_Given problem_
Count the lines in the material below that contain the string "leaf", treating uppercase and lowercase as different. Give only the number.

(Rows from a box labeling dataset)
--------------------------------------------------

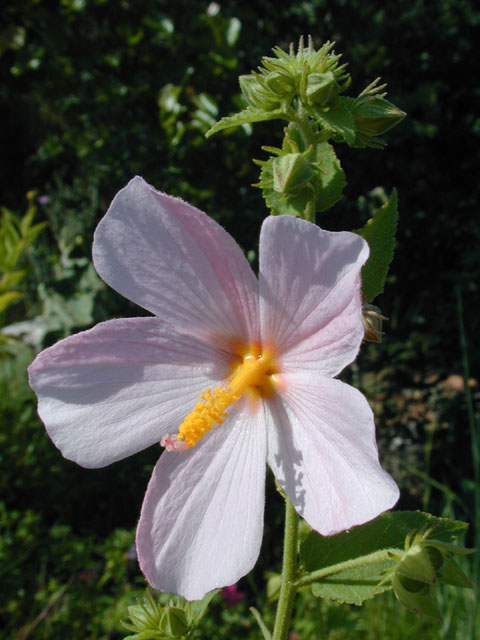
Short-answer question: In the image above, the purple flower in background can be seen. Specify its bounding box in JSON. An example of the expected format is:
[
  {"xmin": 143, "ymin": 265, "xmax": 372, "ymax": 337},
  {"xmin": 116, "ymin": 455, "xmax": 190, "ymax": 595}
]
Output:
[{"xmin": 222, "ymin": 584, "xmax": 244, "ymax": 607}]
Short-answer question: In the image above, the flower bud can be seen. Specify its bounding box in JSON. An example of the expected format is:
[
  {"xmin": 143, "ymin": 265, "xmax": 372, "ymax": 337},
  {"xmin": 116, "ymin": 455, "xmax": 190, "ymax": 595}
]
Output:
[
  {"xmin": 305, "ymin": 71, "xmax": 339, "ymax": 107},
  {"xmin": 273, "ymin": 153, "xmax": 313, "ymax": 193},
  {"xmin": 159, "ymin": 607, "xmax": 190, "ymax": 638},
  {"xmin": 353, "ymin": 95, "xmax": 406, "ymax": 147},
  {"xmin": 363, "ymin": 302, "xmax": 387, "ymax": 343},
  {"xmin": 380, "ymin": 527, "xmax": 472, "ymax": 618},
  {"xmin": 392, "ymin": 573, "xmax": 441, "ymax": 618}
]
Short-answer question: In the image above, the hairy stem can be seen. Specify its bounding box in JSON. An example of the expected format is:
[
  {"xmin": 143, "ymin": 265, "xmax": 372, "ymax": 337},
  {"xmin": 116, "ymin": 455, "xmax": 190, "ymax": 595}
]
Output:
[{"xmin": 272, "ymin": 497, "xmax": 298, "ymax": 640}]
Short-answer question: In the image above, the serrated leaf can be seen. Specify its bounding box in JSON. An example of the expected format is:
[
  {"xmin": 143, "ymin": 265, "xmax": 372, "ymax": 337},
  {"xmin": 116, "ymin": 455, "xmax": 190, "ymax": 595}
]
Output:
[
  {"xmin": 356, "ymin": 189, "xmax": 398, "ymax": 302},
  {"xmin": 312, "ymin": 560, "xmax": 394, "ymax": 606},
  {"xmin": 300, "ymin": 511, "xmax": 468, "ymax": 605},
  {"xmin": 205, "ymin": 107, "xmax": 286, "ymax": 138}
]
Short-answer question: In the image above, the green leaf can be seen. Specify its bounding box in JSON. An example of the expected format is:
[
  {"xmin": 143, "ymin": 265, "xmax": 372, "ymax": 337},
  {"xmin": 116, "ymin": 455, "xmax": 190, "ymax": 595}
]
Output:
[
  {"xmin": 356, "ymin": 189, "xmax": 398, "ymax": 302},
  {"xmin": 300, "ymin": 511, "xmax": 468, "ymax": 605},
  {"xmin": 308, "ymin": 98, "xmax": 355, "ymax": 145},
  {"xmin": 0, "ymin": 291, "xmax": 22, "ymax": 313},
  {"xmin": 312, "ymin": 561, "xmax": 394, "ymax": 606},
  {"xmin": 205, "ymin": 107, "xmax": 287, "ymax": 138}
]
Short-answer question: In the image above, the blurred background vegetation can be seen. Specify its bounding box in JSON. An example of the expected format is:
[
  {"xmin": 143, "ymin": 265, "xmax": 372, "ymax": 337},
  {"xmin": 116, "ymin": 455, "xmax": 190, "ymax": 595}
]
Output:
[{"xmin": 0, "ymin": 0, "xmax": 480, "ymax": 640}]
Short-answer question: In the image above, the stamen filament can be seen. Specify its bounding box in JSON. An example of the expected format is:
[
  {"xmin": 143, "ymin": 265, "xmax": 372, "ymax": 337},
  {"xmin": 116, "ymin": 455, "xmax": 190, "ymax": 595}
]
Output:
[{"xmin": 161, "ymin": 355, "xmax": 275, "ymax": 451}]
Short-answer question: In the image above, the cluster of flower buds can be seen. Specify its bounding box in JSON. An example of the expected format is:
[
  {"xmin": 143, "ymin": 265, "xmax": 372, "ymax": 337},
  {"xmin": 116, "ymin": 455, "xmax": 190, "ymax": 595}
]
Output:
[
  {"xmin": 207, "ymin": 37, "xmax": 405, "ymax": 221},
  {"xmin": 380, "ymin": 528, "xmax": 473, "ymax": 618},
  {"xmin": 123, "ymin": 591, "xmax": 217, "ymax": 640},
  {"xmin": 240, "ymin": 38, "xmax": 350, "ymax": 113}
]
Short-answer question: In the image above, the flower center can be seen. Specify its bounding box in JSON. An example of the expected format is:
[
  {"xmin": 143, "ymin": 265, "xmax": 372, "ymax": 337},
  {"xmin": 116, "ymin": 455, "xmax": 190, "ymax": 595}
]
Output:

--------------------------------------------------

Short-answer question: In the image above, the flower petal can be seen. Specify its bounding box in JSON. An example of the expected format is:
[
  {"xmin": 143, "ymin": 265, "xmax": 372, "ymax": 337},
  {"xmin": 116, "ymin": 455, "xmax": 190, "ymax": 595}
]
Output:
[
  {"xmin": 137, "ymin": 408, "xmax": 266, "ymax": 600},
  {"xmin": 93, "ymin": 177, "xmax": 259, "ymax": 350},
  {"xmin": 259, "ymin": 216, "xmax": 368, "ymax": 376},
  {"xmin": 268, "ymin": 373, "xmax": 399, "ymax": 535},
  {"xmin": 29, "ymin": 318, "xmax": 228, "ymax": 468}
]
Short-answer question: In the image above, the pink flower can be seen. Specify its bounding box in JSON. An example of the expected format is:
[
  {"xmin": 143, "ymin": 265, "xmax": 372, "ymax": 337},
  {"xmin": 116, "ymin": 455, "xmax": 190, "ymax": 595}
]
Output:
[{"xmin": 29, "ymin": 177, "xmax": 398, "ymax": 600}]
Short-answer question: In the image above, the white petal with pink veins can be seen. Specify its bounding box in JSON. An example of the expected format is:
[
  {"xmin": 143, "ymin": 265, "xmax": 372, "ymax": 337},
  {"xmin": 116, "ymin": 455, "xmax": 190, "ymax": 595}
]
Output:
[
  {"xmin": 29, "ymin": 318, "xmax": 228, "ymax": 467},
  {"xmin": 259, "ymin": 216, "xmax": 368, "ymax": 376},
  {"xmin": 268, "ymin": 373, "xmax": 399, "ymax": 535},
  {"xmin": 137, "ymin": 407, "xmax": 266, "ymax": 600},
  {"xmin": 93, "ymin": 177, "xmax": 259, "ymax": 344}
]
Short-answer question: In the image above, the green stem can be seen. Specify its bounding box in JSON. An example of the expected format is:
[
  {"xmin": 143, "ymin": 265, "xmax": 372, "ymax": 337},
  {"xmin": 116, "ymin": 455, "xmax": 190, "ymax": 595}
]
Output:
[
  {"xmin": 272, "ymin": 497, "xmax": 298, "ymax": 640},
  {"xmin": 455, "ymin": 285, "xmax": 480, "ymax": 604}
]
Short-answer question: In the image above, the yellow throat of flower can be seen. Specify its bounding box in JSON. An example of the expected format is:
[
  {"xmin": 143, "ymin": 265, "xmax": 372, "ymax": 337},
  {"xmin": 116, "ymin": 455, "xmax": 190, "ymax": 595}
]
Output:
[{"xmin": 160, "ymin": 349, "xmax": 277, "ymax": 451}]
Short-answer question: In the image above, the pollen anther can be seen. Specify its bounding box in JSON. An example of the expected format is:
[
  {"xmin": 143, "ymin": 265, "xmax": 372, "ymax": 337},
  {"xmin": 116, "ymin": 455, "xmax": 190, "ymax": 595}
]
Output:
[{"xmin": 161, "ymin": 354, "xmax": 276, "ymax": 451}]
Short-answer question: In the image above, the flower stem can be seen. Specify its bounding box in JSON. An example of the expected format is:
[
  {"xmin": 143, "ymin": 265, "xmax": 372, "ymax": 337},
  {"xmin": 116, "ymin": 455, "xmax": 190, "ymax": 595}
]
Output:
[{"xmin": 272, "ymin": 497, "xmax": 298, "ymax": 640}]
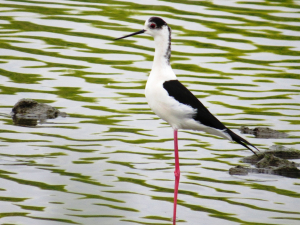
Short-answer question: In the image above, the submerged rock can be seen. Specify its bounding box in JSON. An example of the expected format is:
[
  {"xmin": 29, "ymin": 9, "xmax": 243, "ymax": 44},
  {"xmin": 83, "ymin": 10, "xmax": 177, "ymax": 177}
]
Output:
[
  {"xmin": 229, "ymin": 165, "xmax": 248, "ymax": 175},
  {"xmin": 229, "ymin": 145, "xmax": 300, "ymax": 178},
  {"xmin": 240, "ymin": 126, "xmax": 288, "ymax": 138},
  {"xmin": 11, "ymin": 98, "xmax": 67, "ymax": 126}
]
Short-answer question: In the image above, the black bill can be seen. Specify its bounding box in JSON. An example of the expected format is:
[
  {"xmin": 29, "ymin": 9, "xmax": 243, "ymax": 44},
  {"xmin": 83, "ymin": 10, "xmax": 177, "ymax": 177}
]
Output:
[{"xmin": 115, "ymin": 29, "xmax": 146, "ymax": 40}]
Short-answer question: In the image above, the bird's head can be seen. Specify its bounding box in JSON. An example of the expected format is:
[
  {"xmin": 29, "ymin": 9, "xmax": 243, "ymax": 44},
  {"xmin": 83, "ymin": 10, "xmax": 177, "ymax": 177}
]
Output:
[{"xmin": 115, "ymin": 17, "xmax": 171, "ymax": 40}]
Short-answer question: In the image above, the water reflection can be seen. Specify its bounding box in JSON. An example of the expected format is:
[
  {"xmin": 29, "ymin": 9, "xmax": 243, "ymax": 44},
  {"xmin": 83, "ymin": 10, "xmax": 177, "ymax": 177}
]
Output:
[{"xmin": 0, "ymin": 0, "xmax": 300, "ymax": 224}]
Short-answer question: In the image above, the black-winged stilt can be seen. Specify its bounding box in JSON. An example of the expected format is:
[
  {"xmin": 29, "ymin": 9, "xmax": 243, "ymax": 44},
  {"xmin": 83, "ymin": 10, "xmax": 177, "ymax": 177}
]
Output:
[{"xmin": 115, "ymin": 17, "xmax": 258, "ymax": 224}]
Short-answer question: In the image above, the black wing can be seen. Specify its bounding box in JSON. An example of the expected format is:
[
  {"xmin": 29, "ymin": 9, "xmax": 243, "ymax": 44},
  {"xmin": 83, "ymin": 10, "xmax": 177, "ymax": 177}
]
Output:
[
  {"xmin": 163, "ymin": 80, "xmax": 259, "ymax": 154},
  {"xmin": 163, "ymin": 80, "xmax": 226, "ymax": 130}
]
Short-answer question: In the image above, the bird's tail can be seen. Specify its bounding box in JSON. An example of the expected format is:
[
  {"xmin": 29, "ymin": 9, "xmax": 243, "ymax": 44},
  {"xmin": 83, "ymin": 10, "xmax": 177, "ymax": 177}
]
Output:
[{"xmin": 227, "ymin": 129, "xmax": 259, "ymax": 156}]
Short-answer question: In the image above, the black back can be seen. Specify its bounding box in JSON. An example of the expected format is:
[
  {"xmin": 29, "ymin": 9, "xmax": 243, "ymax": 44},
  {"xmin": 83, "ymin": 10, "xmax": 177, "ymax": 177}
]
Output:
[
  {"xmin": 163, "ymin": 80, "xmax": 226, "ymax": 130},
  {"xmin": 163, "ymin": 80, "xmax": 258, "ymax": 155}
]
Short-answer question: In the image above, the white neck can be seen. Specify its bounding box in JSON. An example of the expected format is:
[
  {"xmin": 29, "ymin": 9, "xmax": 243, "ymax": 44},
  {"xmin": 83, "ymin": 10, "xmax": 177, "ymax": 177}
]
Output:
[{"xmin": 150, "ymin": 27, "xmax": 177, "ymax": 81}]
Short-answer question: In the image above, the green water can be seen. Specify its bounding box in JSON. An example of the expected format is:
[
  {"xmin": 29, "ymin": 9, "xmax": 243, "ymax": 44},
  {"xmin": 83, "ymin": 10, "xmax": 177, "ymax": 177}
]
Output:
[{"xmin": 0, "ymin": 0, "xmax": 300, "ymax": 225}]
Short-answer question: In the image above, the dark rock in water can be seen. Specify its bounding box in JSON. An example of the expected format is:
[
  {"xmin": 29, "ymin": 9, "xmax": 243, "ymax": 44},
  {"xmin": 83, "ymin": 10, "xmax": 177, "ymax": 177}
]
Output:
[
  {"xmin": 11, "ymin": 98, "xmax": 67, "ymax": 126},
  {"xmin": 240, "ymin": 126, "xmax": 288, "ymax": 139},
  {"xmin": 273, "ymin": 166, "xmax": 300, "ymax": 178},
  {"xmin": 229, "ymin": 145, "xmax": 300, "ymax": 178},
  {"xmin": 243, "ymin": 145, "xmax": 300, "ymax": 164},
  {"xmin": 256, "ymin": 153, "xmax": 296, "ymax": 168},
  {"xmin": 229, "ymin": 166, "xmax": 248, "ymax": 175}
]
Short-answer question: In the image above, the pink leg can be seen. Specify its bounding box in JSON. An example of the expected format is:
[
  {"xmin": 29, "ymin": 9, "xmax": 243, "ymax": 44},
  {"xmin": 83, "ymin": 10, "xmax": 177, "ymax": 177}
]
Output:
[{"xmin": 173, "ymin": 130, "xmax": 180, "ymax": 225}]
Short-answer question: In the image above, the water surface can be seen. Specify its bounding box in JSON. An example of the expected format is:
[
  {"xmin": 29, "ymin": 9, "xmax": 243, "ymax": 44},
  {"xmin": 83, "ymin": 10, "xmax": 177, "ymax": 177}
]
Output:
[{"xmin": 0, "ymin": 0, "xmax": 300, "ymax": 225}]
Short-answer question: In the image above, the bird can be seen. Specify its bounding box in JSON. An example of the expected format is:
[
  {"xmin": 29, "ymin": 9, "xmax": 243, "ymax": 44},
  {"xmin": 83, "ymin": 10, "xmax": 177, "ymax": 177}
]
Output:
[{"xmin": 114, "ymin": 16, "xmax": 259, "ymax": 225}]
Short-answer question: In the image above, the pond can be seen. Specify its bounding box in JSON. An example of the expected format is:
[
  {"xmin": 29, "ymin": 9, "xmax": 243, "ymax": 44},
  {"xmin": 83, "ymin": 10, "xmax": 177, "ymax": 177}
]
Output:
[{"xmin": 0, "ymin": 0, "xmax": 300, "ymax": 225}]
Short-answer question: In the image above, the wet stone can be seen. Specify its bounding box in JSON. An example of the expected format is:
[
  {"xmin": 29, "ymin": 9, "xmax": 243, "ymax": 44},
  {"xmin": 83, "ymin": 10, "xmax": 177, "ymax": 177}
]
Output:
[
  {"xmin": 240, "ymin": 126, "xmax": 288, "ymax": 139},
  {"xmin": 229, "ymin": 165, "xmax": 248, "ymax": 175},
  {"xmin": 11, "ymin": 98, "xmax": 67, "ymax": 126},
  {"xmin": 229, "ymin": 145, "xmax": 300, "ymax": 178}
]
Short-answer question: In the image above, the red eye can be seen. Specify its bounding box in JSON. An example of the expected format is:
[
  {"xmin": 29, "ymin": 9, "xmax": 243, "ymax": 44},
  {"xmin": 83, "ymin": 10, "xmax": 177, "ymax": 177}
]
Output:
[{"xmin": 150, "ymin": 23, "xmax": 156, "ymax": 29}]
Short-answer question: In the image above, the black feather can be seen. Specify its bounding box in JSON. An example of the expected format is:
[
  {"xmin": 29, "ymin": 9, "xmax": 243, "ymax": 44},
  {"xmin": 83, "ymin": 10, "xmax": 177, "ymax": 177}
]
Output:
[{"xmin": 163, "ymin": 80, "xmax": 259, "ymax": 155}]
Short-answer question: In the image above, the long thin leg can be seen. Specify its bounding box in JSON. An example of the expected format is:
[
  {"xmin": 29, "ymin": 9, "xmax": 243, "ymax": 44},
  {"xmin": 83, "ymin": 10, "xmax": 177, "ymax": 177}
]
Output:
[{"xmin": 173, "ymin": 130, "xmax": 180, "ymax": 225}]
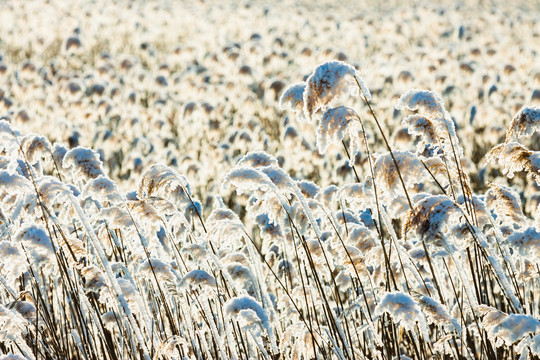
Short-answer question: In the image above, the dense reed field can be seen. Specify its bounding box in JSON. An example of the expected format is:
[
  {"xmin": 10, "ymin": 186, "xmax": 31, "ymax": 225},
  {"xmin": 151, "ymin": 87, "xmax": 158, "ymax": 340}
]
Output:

--------------------------------------------------

_Answer to this problem_
2